◆ Short exercise: Emit the entire listing verbatim.

(Data extracted from a collection)
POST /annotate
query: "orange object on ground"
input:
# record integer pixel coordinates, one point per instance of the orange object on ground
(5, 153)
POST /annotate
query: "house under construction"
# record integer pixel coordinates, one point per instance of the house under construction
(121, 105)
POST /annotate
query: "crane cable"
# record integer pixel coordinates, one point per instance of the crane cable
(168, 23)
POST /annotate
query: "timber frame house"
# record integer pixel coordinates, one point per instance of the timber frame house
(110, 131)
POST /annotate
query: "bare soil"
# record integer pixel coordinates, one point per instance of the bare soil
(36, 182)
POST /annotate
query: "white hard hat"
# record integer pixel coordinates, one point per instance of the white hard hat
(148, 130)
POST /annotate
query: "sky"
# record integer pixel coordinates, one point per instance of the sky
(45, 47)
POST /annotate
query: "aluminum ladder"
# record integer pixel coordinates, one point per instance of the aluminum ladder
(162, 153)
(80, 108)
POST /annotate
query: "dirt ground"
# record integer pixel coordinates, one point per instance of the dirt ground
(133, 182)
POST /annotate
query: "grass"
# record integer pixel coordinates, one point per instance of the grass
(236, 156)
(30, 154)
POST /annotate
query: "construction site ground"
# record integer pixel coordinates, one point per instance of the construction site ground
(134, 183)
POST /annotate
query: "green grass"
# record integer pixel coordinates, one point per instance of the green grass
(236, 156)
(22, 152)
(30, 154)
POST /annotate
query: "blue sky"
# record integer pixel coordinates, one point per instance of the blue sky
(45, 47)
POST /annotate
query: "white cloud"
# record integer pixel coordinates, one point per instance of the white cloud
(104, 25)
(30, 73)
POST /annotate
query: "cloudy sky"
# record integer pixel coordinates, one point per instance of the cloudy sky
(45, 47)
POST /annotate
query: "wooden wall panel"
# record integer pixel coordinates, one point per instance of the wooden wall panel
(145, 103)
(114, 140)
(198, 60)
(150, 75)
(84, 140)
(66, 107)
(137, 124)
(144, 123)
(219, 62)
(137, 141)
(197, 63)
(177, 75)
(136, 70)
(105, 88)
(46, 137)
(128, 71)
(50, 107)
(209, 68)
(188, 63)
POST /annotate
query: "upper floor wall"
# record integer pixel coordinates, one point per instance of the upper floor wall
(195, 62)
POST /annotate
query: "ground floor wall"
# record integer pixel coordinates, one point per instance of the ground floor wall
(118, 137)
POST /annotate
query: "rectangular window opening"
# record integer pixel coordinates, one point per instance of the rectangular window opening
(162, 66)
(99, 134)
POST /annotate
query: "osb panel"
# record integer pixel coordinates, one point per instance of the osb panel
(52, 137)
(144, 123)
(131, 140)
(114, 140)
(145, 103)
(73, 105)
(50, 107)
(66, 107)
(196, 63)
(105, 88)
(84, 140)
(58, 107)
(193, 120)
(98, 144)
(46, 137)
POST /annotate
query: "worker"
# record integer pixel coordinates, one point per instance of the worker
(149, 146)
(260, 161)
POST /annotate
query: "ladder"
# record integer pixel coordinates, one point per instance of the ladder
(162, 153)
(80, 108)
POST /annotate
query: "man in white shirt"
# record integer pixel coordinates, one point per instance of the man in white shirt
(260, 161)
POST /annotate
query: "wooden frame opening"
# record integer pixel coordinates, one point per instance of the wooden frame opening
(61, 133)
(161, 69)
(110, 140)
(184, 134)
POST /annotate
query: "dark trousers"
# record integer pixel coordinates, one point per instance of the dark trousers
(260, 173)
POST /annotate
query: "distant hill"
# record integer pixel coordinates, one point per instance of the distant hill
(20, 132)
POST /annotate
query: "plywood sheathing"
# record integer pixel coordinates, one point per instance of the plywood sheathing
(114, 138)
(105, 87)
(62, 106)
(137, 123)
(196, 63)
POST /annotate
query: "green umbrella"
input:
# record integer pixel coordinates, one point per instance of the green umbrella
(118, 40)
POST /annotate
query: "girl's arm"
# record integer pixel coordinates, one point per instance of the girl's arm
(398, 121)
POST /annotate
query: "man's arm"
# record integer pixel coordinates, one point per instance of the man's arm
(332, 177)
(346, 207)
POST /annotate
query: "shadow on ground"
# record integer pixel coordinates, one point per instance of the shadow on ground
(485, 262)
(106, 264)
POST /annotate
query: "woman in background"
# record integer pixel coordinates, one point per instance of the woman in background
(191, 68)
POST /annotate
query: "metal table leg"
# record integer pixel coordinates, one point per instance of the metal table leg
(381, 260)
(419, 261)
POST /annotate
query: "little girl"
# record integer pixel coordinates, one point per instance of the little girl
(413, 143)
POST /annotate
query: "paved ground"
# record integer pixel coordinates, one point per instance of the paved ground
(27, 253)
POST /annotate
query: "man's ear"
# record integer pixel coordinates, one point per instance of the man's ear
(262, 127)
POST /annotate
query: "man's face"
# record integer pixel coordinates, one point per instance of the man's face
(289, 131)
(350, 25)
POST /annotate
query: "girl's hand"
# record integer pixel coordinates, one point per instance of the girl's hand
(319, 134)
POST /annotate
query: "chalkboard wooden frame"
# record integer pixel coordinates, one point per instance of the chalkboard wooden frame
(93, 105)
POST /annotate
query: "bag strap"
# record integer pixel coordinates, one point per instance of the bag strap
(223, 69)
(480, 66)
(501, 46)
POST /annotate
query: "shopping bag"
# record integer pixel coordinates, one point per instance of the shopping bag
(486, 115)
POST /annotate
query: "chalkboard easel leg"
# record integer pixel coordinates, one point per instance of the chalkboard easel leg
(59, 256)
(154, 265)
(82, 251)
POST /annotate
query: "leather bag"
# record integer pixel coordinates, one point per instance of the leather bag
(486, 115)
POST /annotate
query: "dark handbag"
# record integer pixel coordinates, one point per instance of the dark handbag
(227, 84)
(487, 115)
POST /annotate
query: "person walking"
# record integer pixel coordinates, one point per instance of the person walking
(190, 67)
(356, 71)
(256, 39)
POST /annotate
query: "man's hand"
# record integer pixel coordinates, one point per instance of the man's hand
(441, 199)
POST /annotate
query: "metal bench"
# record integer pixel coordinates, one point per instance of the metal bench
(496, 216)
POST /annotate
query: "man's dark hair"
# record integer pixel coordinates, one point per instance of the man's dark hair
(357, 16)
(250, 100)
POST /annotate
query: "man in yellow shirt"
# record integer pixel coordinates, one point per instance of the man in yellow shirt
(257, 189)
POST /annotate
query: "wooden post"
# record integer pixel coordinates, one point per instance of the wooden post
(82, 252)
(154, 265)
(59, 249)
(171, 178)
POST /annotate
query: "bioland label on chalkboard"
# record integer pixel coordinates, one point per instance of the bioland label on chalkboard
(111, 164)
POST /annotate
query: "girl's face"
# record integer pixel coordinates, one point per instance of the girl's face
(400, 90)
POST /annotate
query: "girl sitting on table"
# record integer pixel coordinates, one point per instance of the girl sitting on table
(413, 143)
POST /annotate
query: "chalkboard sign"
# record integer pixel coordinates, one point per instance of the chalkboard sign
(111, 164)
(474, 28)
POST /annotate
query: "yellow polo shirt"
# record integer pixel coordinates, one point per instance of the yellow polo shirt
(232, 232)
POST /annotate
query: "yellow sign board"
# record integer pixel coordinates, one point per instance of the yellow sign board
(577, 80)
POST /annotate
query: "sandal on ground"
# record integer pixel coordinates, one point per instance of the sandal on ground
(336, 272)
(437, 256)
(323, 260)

◆ Response to the exercise:
POST /annotate
query: "orange object on ground"
input:
# record integer pixel coordinates, one point per instance of the orange object on ground
(5, 153)
POST /annotate
query: "house under construction"
# record integer pixel coordinates, one point per instance of the house under construction
(121, 105)
POST /annotate
query: "crane cable"
# record integer pixel coordinates, one point per instance of the crane cable
(168, 23)
POST /annotate
query: "timber frame house"
# record integer pixel coordinates, one point per instance of the timber frame house
(110, 131)
POST /annotate
query: "bare soil"
# record integer pixel coordinates, one point per instance of the bare soil
(36, 182)
POST /annotate
query: "white hard hat"
# record integer pixel coordinates, one point per instance of the white hard hat
(148, 130)
POST /annotate
query: "sky"
# record integer pixel coordinates, one point per instance of the sky
(45, 47)
POST /annotate
query: "aluminum ladder"
# record integer pixel coordinates, one point per instance of the aluminum ladder
(162, 153)
(80, 108)
POST /annotate
query: "dirt ground"
# record integer pixel coordinates, one point per instance of the dirt ground
(133, 182)
POST /annotate
query: "grass"
# record integer pixel coordinates, one point per instance of the grass
(236, 156)
(30, 154)
POST /annotate
query: "construction site ground"
# record integer pixel coordinates, one point per instance of the construction site ground
(134, 183)
POST /annotate
query: "green grass"
# record integer pixel coordinates, one point per instance of the green grass
(236, 156)
(22, 152)
(30, 154)
POST /annotate
query: "blue sky"
# record integer pixel coordinates, one point per instance of the blue sky
(45, 47)
POST /annotate
query: "white cloud"
# record integer pixel coordinates, one point per instance of the white cloud
(104, 25)
(30, 73)
POST /annotate
query: "cloudy sky"
# record integer pixel coordinates, one point per instance of the cloudy sky
(45, 47)
POST /annotate
query: "wooden wall panel"
# record integer pixel coordinates, one point per instance of the wooden wall panel
(145, 103)
(114, 140)
(198, 60)
(150, 75)
(84, 140)
(66, 107)
(137, 124)
(144, 123)
(219, 62)
(137, 141)
(197, 63)
(177, 75)
(136, 70)
(105, 88)
(46, 137)
(128, 71)
(50, 107)
(209, 68)
(188, 63)
POST /annotate
query: "upper floor wall"
# record integer pixel coordinates, one point per instance of the upper floor wall
(195, 62)
POST /annotate
query: "ground floor wall"
# record integer pixel coordinates, one point per instance of the ground floor wall
(118, 137)
POST /annotate
query: "rectangular window opening"
# record integer pixel coordinates, one point per instance of the rectangular window opening
(162, 66)
(99, 134)
POST /annotate
query: "osb panel"
# record integer pixel coordinates, one point per instance of the osb panel
(52, 137)
(144, 123)
(131, 140)
(114, 140)
(145, 103)
(73, 105)
(50, 107)
(66, 107)
(196, 63)
(105, 88)
(84, 140)
(58, 107)
(193, 120)
(98, 144)
(46, 137)
POST /annotate
query: "worker"
# record integer pixel coordinates, one point per instance of the worker
(149, 146)
(260, 161)
POST /annotate
query: "ladder"
# record integer pixel coordinates, one point per instance of the ladder
(162, 153)
(80, 108)
POST /annotate
query: "man in white shirt"
# record integer pixel coordinates, one point per instance of the man in white shirt
(260, 161)
POST /annotate
query: "wooden frame opening"
# record integer pixel coordinates, one point per instance of the wooden frame opening
(61, 133)
(161, 69)
(110, 140)
(184, 134)
POST /annotate
query: "dark trousers"
# record integer pixel coordinates, one point per instance of the dark trousers
(260, 173)
POST /annotate
query: "distant hill"
# record integer pixel coordinates, one point per instance of the distant hill
(20, 132)
POST /annotate
query: "plywood sheathing"
# record integer pixel coordinates, one point per instance of the plywood sheathing
(114, 138)
(105, 87)
(62, 106)
(137, 123)
(196, 63)
POST /annotate
query: "green umbrella"
input:
# record integer pixel coordinates, one point per instance of the green umbrella
(118, 40)
POST /annotate
query: "girl's arm"
# record integer pixel coordinates, one point per instance of the girl's arm
(398, 121)
POST /annotate
query: "man's arm"
# record integer pixel coordinates, one point per instance of the man's arm
(332, 177)
(346, 207)
POST /annotate
query: "shadow on ground"
# record integer pixel coordinates, one point per instance of the shadow on ground
(485, 262)
(106, 264)
POST /annotate
query: "woman in background"
# record integer pixel coordinates, one point per instance of the woman in background
(191, 68)
POST /annotate
query: "metal table leg"
# record integer pixel coordinates, one point per instance of the metal table leg
(381, 260)
(419, 261)
POST /annotate
query: "little girl"
# record integer pixel coordinates, one point per instance of the little girl
(413, 143)
POST /annotate
query: "paved ground"
# record integer pixel coordinates, one point per instance of the paved ground
(27, 253)
POST /annotate
query: "man's ear"
# record integer pixel coordinates, one point per instance of the man's ear
(262, 127)
POST /annotate
query: "man's face"
# record integer pixel coordinates, one point per instance of the man's face
(289, 131)
(350, 25)
POST /annotate
query: "girl's hand"
# record integer pixel coordinates, one point per instance of the girl's hand
(319, 134)
POST /annotate
query: "chalkboard wooden frame"
# record integer pixel coordinates, one point per instance of the chalkboard wooden frame
(93, 105)
POST /annotate
query: "bag strap"
# record integer pixel coordinates, one point per instance of the bag strap
(223, 69)
(480, 66)
(501, 46)
POST /annotate
query: "shopping bag"
# record integer pixel coordinates, one point per instance of the shopping bag
(486, 115)
POST /annotate
query: "chalkboard easel leg"
# record integer pixel coordinates, one point per instance of the chalkboard easel leg
(59, 256)
(154, 265)
(82, 251)
POST /annotate
query: "leather bag"
# record integer pixel coordinates, one point per instance of the leather bag
(486, 115)
POST /annotate
query: "dark handbag"
# record integer pixel coordinates, one point per instance of the dark handbag
(227, 84)
(487, 115)
POST /annotate
query: "person walking"
# record integer pixel coordinates, one point per instance of the person walking
(190, 67)
(356, 71)
(256, 39)
POST /annotate
query: "man's hand"
# record integer pixel coordinates, one point per instance of the man's hand
(441, 199)
POST /annotate
query: "metal bench"
# record integer pixel coordinates, one point per instance of the metal bench
(496, 216)
POST /annotate
query: "man's dark hair"
# record integer pixel coordinates, one point per instance of the man's dark hair
(357, 16)
(250, 100)
POST /annotate
query: "man in yellow shirt"
# record integer pixel coordinates, one point per instance of the man in yellow shirt
(257, 189)
POST /annotate
query: "wooden post"
# record integer pixel coordinates, one point per instance of the wooden post
(82, 252)
(154, 265)
(59, 249)
(171, 178)
POST /annotate
query: "bioland label on chalkboard"
# record integer pixel coordinates, one point per instance of the bioland label on chalkboard
(111, 164)
POST /annotate
query: "girl's face"
# record integer pixel coordinates, one point per instance of the girl's face
(400, 90)
POST /annotate
query: "girl sitting on table"
# record integer pixel coordinates, one point per instance of the girl sitting on table
(413, 143)
POST /annotate
query: "chalkboard sign"
# record integer pixel coordinates, one point per instance of the chalkboard sign
(111, 164)
(474, 28)
POST /annotate
query: "yellow polo shirt"
# record integer pixel coordinates, one point per instance of the yellow polo shirt
(232, 232)
POST /annotate
query: "yellow sign board"
# record integer pixel coordinates, one point per instance of the yellow sign board
(577, 80)
POST /annotate
query: "sandal on ground"
# record integer pixel coordinates, one point per instance of the sandal on ground
(336, 272)
(437, 256)
(323, 260)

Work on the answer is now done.